[WHAT THIS TASK INVOLVES] Your answer must be the line holding "Can you tell me where the sky" followed by every later line through the end of the entries, exactly as written.

[MATERIAL PROVIDED]
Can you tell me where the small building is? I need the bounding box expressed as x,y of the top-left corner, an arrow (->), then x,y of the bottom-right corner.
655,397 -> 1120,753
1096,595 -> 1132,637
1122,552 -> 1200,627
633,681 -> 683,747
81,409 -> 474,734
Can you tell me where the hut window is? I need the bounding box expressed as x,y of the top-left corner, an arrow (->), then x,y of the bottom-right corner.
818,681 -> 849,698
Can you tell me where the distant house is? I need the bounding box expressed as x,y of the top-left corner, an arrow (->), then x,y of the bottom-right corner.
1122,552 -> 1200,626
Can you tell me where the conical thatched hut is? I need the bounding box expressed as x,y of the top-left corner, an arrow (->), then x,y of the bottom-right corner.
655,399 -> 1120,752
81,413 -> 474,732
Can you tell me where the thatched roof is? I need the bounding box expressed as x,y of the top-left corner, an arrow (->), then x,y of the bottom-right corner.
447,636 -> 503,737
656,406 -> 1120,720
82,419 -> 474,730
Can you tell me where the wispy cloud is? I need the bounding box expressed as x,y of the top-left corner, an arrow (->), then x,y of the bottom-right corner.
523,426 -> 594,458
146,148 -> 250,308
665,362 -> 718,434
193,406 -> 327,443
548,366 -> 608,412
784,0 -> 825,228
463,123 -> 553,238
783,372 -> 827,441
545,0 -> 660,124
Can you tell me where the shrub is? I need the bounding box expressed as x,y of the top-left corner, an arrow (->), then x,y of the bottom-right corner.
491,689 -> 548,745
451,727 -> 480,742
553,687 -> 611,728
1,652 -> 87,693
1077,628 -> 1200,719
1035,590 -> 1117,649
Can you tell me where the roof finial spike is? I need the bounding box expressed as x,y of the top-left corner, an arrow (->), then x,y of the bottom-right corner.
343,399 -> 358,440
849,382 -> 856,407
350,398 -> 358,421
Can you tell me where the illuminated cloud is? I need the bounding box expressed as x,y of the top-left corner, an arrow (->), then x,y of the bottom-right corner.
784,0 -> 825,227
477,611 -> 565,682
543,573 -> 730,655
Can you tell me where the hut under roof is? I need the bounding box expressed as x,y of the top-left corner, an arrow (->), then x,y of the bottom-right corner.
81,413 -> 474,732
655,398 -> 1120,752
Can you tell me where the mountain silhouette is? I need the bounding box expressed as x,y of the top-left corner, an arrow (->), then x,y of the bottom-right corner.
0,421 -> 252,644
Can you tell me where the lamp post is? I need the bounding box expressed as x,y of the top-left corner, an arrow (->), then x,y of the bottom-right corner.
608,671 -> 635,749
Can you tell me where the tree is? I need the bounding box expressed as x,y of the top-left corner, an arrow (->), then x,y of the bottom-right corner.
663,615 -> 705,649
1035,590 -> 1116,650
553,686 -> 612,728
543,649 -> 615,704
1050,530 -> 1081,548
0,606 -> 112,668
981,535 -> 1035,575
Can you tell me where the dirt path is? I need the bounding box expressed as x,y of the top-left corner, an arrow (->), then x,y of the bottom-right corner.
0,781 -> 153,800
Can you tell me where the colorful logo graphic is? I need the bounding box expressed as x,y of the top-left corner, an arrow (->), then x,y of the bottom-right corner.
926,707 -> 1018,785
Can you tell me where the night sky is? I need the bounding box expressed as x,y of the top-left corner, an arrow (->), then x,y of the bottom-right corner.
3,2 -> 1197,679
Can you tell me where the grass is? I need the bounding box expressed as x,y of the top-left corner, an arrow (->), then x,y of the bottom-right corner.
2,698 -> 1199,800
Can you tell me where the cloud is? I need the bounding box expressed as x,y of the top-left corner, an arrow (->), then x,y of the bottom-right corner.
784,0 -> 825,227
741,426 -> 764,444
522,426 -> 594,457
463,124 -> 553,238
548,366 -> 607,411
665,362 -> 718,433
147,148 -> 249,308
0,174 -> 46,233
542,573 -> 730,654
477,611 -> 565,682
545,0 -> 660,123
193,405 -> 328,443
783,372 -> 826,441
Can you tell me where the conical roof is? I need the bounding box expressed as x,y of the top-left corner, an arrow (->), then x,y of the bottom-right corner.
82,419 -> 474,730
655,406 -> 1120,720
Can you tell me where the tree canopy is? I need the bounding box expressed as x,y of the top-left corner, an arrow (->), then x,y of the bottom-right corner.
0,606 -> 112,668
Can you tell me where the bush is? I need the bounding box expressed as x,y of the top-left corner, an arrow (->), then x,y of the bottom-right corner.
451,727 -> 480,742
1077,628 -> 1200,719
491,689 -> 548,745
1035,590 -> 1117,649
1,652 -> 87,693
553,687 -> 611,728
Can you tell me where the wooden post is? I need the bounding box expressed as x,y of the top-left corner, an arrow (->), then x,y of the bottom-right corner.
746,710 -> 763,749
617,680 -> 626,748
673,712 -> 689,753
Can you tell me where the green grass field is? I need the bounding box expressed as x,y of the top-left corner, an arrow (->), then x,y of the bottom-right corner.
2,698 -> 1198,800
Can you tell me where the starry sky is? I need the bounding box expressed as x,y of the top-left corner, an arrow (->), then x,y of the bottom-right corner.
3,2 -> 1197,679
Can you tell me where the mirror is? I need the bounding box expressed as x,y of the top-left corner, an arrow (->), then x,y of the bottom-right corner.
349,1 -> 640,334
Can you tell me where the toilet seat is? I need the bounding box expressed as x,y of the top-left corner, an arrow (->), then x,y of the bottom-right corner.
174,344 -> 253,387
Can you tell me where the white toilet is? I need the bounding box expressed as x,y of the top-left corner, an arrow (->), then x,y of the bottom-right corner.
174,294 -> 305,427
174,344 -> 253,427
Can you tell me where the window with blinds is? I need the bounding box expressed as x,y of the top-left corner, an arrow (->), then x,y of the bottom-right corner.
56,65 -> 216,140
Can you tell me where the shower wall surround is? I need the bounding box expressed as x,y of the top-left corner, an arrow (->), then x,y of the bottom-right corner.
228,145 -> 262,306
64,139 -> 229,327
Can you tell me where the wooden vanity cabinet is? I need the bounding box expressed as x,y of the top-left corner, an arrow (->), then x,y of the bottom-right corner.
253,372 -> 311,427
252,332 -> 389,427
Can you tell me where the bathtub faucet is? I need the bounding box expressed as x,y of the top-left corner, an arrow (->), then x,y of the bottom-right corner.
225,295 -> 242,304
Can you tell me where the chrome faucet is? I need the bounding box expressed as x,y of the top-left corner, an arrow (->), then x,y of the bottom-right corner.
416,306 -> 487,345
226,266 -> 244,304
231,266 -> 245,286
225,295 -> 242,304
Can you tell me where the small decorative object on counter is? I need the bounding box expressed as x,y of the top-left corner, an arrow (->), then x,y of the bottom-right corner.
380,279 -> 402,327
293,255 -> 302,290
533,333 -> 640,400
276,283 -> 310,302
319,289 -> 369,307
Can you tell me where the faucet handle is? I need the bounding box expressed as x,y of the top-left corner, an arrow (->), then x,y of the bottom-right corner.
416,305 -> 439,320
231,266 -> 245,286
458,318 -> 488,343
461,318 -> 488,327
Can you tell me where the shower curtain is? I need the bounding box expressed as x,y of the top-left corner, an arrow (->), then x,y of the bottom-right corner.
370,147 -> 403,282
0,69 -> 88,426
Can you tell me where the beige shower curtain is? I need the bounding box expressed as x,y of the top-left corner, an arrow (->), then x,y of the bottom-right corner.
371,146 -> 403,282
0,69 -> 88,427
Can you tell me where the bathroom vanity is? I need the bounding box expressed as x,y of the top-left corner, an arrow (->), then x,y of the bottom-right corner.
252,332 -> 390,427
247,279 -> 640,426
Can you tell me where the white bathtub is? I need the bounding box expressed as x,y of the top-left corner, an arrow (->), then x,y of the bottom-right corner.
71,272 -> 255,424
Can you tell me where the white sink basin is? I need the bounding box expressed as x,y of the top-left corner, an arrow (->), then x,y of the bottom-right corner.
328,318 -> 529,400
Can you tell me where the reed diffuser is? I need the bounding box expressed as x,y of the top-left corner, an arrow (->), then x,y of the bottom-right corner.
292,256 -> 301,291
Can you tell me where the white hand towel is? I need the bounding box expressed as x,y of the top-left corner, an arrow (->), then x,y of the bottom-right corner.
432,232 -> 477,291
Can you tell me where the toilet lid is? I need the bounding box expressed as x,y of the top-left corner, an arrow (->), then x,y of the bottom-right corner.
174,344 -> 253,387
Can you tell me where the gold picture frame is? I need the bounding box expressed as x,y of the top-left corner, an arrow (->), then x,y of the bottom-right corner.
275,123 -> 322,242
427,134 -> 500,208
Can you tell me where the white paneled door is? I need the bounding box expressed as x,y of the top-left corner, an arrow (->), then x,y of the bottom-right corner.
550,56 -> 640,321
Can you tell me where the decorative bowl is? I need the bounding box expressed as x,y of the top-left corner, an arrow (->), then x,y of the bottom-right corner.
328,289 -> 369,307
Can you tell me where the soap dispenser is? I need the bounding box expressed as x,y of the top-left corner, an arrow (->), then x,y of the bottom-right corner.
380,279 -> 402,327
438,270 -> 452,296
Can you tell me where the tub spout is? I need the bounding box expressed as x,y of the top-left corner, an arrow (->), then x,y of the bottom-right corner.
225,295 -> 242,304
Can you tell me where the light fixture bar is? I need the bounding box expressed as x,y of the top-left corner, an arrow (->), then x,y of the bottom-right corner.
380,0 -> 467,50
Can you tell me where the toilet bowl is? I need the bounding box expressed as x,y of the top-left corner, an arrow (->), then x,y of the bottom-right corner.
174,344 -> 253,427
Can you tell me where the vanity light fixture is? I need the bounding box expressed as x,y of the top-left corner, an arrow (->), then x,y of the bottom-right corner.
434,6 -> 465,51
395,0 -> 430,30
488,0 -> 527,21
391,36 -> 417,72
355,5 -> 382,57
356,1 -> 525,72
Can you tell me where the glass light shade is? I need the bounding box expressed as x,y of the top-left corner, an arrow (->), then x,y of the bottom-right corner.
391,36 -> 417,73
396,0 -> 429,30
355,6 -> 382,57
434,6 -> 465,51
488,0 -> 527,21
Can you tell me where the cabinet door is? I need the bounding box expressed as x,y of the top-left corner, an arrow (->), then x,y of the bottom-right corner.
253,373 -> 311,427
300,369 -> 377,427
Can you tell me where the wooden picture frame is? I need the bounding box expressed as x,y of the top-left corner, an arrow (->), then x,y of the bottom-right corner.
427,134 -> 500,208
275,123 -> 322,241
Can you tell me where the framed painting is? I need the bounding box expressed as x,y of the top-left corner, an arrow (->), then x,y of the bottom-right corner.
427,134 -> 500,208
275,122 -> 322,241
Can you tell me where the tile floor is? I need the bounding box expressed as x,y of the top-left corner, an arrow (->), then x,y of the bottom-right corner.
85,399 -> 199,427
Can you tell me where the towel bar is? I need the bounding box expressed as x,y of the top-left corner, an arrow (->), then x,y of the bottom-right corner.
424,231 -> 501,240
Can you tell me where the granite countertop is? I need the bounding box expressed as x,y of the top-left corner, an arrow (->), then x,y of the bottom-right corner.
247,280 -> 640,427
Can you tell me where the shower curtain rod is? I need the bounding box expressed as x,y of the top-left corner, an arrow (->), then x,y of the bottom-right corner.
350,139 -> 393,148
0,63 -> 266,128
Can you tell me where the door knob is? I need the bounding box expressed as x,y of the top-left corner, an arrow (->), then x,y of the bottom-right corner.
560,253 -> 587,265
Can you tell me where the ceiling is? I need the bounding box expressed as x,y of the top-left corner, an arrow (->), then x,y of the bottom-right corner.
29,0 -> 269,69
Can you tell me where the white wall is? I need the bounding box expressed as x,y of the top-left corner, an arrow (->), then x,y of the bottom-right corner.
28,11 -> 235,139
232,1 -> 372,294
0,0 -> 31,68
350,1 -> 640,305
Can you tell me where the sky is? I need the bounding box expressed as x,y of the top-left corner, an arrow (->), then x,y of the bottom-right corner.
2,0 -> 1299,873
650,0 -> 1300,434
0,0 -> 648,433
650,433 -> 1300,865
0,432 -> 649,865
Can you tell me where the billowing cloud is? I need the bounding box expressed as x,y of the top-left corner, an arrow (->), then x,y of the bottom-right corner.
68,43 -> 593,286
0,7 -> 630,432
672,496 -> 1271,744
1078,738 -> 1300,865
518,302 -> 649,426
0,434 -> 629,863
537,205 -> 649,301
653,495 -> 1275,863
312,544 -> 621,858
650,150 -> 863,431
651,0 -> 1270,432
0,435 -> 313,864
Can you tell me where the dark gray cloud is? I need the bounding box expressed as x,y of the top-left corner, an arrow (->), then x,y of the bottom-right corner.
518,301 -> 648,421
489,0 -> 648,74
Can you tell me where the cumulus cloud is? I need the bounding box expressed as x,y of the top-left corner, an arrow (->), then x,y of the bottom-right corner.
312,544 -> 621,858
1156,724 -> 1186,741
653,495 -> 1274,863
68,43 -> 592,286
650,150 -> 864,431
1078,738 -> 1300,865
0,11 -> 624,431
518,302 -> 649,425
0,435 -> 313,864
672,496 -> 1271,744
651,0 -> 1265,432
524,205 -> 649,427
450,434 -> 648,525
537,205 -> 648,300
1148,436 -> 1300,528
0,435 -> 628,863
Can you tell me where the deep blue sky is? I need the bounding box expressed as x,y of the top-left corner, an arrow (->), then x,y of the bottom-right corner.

[FINISHED TASK]
Can you tell me where the sky is? I need the bounding box expressed as x,y of the top-left corner, an arrow (->), then x,y of the bottom-right corner.
2,0 -> 1299,873
650,0 -> 1300,434
0,0 -> 648,433
650,433 -> 1300,865
0,432 -> 649,865
Can you tell me where the billowing cloud is? I need the bounding box expressed as x,y of the top-left corner, an arrow (->), then x,y of the bottom-right corner.
68,43 -> 593,286
0,7 -> 630,432
672,496 -> 1271,744
1078,738 -> 1300,865
518,302 -> 649,426
0,434 -> 629,863
537,205 -> 649,301
653,495 -> 1275,863
312,544 -> 621,858
650,150 -> 863,431
651,0 -> 1270,432
0,435 -> 313,864
Can you tell me where the dark gray cloud is? I need the bounding box expressed as x,y of the top-left corner, an arrow (->), then x,y of the bottom-right corner.
518,301 -> 648,421
489,0 -> 648,74
Can you tell me where the cumulus cloud is? I need the bounding box expressed as x,y of the top-left corner, an arrow (->), then x,y of the bottom-right corner.
312,544 -> 621,858
1156,724 -> 1186,741
653,495 -> 1274,863
68,43 -> 592,286
650,150 -> 864,431
1078,738 -> 1300,865
0,11 -> 624,431
518,302 -> 649,425
0,435 -> 313,864
672,496 -> 1271,744
651,0 -> 1265,432
524,205 -> 649,427
450,434 -> 648,525
537,205 -> 648,300
1148,436 -> 1300,528
0,435 -> 628,863
Can you tell me where the deep blue sky is? I need the bounding box expressed as x,y of the top-left corner, an arrow (->), then x,y of the bottom-right corner.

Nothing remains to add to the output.